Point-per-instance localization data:
####
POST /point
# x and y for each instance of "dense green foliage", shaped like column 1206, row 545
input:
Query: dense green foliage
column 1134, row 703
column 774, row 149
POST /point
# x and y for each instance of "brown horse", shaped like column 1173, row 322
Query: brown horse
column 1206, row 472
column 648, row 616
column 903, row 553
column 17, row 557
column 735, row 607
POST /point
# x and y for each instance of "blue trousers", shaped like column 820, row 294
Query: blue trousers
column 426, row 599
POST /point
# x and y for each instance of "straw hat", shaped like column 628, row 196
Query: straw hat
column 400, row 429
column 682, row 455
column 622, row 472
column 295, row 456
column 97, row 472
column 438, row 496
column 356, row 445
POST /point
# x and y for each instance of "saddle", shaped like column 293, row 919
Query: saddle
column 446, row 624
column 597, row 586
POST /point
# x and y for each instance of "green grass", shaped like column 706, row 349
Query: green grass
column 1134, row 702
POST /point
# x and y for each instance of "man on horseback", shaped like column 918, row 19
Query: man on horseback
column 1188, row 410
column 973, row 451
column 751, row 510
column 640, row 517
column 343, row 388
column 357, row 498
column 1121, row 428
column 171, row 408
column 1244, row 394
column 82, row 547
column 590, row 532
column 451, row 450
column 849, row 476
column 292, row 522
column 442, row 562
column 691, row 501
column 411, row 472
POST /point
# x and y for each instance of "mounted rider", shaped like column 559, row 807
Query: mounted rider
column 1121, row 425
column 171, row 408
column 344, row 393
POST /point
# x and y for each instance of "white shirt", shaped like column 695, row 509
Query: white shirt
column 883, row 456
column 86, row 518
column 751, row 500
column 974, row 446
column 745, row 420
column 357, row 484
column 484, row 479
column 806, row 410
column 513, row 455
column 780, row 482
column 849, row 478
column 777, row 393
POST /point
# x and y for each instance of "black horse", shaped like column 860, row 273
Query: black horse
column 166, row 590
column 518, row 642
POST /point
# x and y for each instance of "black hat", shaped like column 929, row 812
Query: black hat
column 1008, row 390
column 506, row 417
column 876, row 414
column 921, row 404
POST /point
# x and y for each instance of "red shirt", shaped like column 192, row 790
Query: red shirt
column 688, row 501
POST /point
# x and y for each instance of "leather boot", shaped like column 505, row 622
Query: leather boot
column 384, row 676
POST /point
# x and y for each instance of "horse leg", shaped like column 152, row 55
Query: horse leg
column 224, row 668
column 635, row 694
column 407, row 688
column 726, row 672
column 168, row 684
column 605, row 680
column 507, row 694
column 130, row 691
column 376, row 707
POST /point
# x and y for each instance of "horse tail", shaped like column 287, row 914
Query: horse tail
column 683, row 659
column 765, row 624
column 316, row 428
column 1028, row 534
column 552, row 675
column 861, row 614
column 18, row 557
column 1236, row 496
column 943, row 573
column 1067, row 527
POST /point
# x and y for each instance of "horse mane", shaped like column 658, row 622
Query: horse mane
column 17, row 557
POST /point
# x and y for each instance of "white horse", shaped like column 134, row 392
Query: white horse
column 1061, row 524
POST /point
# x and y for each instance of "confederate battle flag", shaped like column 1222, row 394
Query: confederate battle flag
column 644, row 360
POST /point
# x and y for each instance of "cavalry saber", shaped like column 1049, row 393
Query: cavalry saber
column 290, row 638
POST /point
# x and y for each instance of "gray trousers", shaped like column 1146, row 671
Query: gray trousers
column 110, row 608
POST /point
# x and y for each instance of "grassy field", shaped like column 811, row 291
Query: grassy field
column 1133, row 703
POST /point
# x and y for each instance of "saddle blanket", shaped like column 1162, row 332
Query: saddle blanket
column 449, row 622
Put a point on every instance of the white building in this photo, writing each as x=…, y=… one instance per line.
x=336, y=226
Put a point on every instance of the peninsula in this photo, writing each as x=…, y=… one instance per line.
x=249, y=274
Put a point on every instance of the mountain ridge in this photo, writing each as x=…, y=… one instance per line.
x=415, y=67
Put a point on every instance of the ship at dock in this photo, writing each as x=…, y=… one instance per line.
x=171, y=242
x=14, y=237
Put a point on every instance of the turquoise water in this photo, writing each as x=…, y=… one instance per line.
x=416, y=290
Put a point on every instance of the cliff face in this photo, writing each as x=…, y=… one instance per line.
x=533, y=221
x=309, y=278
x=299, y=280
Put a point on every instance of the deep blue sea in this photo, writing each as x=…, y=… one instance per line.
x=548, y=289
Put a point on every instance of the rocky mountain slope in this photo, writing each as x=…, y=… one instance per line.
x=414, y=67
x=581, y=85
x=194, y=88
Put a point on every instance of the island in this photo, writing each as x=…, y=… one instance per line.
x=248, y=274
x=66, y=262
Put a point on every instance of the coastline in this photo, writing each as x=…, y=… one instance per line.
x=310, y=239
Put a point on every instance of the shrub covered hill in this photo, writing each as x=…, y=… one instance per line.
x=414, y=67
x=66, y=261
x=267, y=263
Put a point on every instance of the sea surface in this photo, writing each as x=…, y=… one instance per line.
####
Directions:
Each record above, from first to last, should be written out again exactly.

Response to the exercise:
POST /point
# x and y for each instance of "dense green foliage", shaped like column 1206, row 545
input:
Query: dense green foliage
column 1134, row 703
column 774, row 149
POST /point
# x and y for each instance of "brown horse", shaped like column 1173, row 322
Query: brown horse
column 1206, row 472
column 648, row 616
column 903, row 553
column 17, row 557
column 735, row 607
POST /point
# x and y for each instance of "blue trousers", shaped like column 820, row 294
Query: blue trousers
column 426, row 599
POST /point
# x and y for each instance of "straw hat", shaped like column 628, row 196
Query: straw hat
column 400, row 429
column 682, row 455
column 622, row 472
column 295, row 456
column 97, row 472
column 438, row 496
column 356, row 445
POST /point
# x and y for each instance of "saddle", shaped like column 293, row 919
Query: saddle
column 446, row 624
column 597, row 586
POST /point
# x and y for each instance of "green grass", shaped like column 706, row 349
Query: green grass
column 1134, row 702
POST /point
# x and y for each instance of "man on horseback", shaped like column 918, row 19
Query: man on horseback
column 1188, row 410
column 973, row 451
column 751, row 510
column 640, row 517
column 343, row 388
column 357, row 498
column 1121, row 428
column 171, row 408
column 1244, row 394
column 82, row 547
column 590, row 532
column 451, row 450
column 849, row 476
column 292, row 522
column 442, row 562
column 691, row 501
column 411, row 472
POST /point
# x and y for each instance of "mounted rider", shaped like column 559, row 807
Query: mounted rider
column 1121, row 425
column 171, row 408
column 344, row 393
POST /point
# x and y for each instance of "white shirt", shaped like column 695, row 509
Query: white shirt
column 883, row 456
column 86, row 518
column 751, row 500
column 974, row 446
column 745, row 420
column 357, row 484
column 484, row 479
column 806, row 410
column 513, row 455
column 780, row 482
column 849, row 478
column 777, row 393
POST /point
# x and y for each instance of "black horse", shaped like column 860, row 273
Query: black horse
column 166, row 590
column 518, row 642
POST /point
# x and y for each instance of "black hat", shaped like column 929, row 812
Query: black hat
column 1008, row 390
column 506, row 417
column 876, row 414
column 921, row 404
POST /point
# x and y for each instance of "red shirt", shaped like column 192, row 790
Query: red shirt
column 688, row 501
POST /point
# x and y for each instance of "leather boot", shaped like column 505, row 622
Query: leather boot
column 384, row 676
POST /point
# x and y for each instance of "horse leg", shaped like column 152, row 55
Query: horse leg
column 224, row 668
column 635, row 694
column 407, row 688
column 726, row 672
column 168, row 684
column 605, row 680
column 507, row 694
column 130, row 691
column 376, row 707
POST /point
# x and y for each instance of "horse tail", shaped like column 287, row 914
Query: horse tail
column 683, row 659
column 765, row 624
column 316, row 428
column 1028, row 534
column 552, row 675
column 861, row 614
column 18, row 557
column 1236, row 496
column 943, row 573
column 1067, row 527
POST /point
# x and y for each instance of "horse mane", shaped like column 658, row 622
Query: horse mane
column 17, row 557
POST /point
# x and y for each instance of "white horse", shaped like column 134, row 392
Query: white horse
column 1061, row 524
POST /point
# x and y for each instance of "confederate battle flag", shaped like column 1222, row 394
Query: confederate battle flag
column 644, row 360
POST /point
# x and y for each instance of "cavalry saber", shaped like column 1049, row 393
Query: cavalry saber
column 290, row 638
POST /point
# x and y for each instance of "gray trousers", shaped like column 1146, row 671
Query: gray trousers
column 110, row 608
POST /point
# x and y for each instance of "grassy field", shaped like column 811, row 291
Query: grassy field
column 1133, row 703
POST /point
# x and y for each instance of "saddle blanket", shaped like column 1162, row 332
Query: saddle blanket
column 449, row 622
Put a point on every instance of the white building in this photo, writing each as x=…, y=… one instance per line.
x=336, y=226
Put a point on every instance of the peninsula in this photo, writing each as x=…, y=… one instance per line.
x=249, y=274
Put a point on every instance of the mountain ridge in this photo, writing each as x=…, y=… one instance per line.
x=415, y=67
Put a point on every instance of the ship at dock in this photo, writing each as x=…, y=… one instance per line.
x=171, y=242
x=14, y=237
Put a point on every instance of the turquoise water in this photo, writing each as x=…, y=… one instance per line.
x=416, y=290
Put a point on every instance of the cliff face in this photo, writing each as x=…, y=… one instance per line.
x=533, y=221
x=309, y=278
x=299, y=280
Put a point on every instance of the deep blue sea in this photo, writing each as x=…, y=… one instance per line.
x=548, y=289
Put a point on every instance of the rocky mountain slope in this photo, writing each as x=…, y=… one instance per line.
x=414, y=67
x=581, y=85
x=194, y=88
Put a point on every instance of the island in this photo, writing each as x=…, y=… one instance per line.
x=248, y=274
x=66, y=262
Put a point on every instance of the coastline in this photo, writing each as x=…, y=… one instance per line.
x=310, y=239
Put a point on every instance of the shrub covered hill in this photo, writing each as x=…, y=… one instance per line.
x=414, y=67
x=66, y=261
x=267, y=263
Put a point on every instance of the sea surface in this photo, writing each as x=…, y=… one instance per line.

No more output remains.